- [What to do]
From the data below, copy each line that includes the word "shorts".

- [Study material]
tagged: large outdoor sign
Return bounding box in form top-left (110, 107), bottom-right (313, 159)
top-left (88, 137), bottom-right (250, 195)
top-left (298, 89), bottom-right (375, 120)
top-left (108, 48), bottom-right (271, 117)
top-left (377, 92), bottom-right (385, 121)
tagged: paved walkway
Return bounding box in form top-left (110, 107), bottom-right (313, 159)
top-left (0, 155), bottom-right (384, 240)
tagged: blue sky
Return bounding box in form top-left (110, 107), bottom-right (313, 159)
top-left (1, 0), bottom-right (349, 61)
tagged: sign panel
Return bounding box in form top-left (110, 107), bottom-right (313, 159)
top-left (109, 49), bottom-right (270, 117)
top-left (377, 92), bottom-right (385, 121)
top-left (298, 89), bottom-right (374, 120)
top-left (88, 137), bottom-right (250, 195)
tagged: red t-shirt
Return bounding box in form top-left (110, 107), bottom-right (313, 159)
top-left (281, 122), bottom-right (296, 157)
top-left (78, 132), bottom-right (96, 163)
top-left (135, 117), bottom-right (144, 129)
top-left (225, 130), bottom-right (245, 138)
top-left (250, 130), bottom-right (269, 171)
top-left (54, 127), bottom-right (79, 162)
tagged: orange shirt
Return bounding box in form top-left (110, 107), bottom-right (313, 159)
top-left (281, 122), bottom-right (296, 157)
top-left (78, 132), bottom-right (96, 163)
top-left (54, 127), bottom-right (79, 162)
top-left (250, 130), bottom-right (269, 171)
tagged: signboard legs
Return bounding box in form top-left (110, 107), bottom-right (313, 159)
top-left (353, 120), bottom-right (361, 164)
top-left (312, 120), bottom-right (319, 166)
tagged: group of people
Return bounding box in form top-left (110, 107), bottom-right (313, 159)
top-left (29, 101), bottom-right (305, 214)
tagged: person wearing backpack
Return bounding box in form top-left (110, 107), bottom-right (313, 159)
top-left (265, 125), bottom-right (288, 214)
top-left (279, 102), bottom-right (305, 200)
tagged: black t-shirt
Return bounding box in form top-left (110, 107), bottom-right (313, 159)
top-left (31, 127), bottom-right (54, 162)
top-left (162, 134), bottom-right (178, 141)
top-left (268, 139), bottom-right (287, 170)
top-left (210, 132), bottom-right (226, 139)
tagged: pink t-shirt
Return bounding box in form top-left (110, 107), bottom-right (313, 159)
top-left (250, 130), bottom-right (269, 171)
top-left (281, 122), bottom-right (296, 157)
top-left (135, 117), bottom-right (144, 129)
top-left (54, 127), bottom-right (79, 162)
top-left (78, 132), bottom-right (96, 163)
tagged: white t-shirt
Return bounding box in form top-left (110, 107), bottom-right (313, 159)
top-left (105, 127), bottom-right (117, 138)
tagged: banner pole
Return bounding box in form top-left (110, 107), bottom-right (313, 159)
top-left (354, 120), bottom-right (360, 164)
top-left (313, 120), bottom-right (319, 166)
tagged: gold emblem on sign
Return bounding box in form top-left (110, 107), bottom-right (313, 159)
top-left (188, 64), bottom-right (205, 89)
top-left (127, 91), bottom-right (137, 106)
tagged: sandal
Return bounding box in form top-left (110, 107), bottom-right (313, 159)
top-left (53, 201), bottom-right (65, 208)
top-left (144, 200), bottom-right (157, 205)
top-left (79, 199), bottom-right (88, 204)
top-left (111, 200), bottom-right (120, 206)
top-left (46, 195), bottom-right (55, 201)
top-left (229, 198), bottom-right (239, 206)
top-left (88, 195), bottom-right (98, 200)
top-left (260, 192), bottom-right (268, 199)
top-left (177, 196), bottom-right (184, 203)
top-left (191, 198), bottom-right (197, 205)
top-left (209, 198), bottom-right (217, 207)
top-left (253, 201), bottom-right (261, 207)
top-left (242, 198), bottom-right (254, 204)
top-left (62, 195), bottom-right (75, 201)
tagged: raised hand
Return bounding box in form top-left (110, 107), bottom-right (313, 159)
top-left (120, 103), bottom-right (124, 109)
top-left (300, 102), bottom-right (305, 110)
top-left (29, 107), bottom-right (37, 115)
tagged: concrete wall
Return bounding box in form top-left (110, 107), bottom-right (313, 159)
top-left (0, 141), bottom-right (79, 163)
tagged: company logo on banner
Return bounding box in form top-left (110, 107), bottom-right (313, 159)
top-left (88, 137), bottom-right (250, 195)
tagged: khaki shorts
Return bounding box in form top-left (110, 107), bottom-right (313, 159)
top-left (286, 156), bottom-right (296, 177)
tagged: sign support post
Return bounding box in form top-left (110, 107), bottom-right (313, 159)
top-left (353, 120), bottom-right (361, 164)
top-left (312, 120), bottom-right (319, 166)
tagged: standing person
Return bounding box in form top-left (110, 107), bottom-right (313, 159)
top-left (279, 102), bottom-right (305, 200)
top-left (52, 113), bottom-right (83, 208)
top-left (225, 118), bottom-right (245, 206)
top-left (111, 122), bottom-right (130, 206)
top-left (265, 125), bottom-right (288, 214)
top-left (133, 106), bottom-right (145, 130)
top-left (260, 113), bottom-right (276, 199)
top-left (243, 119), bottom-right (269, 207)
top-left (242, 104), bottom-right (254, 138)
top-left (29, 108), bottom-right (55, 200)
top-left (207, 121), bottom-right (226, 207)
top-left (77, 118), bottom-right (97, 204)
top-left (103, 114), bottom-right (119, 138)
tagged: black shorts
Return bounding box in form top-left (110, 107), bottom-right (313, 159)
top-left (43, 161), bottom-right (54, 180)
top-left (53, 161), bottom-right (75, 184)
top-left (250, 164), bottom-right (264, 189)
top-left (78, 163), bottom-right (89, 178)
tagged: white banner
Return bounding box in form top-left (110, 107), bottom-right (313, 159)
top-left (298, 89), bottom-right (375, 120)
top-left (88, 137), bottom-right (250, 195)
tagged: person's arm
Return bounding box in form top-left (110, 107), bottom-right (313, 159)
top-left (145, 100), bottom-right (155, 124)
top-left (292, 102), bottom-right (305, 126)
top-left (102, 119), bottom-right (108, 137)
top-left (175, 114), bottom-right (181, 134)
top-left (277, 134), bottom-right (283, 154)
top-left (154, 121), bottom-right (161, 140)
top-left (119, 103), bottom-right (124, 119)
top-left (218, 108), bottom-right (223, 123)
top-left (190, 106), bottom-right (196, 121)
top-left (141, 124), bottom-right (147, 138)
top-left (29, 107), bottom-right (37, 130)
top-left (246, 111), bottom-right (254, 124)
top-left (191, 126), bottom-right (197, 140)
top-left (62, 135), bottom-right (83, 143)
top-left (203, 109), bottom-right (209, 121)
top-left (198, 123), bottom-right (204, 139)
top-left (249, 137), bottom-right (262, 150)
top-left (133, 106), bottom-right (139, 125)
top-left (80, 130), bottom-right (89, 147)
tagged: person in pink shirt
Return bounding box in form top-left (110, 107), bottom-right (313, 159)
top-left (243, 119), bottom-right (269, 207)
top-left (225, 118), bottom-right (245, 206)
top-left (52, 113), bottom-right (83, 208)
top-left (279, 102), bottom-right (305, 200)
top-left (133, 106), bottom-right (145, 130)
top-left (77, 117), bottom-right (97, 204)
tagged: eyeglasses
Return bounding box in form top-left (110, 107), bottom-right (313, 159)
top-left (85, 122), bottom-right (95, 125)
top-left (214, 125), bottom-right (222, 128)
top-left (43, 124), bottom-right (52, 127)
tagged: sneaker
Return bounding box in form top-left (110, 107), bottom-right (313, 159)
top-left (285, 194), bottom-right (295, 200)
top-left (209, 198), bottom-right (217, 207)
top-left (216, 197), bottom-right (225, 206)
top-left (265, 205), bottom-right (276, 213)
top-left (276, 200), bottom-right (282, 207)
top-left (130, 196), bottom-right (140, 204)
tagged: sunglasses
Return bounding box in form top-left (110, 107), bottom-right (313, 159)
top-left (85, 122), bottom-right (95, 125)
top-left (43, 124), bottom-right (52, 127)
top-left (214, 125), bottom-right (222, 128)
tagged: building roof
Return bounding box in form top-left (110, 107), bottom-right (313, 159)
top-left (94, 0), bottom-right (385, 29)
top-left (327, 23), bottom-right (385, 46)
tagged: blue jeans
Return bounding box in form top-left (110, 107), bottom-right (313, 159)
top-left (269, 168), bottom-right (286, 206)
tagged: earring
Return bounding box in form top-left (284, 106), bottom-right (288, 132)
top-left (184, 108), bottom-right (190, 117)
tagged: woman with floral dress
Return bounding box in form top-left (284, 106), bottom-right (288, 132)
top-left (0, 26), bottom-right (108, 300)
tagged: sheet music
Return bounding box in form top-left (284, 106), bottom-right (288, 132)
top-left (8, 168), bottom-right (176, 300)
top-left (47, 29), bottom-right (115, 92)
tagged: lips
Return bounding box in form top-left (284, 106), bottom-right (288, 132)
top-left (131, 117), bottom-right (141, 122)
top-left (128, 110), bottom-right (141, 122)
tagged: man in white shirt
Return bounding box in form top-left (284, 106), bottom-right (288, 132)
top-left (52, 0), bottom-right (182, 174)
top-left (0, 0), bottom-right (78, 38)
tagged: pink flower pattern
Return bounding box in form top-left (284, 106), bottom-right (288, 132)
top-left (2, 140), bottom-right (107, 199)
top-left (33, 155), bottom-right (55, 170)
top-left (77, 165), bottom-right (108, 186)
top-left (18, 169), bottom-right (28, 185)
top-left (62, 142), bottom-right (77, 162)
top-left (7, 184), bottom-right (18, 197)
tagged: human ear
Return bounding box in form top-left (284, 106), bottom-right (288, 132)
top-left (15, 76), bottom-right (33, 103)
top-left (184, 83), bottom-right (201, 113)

- [Reply]
tagged: khaki shorts
tagged: black shorts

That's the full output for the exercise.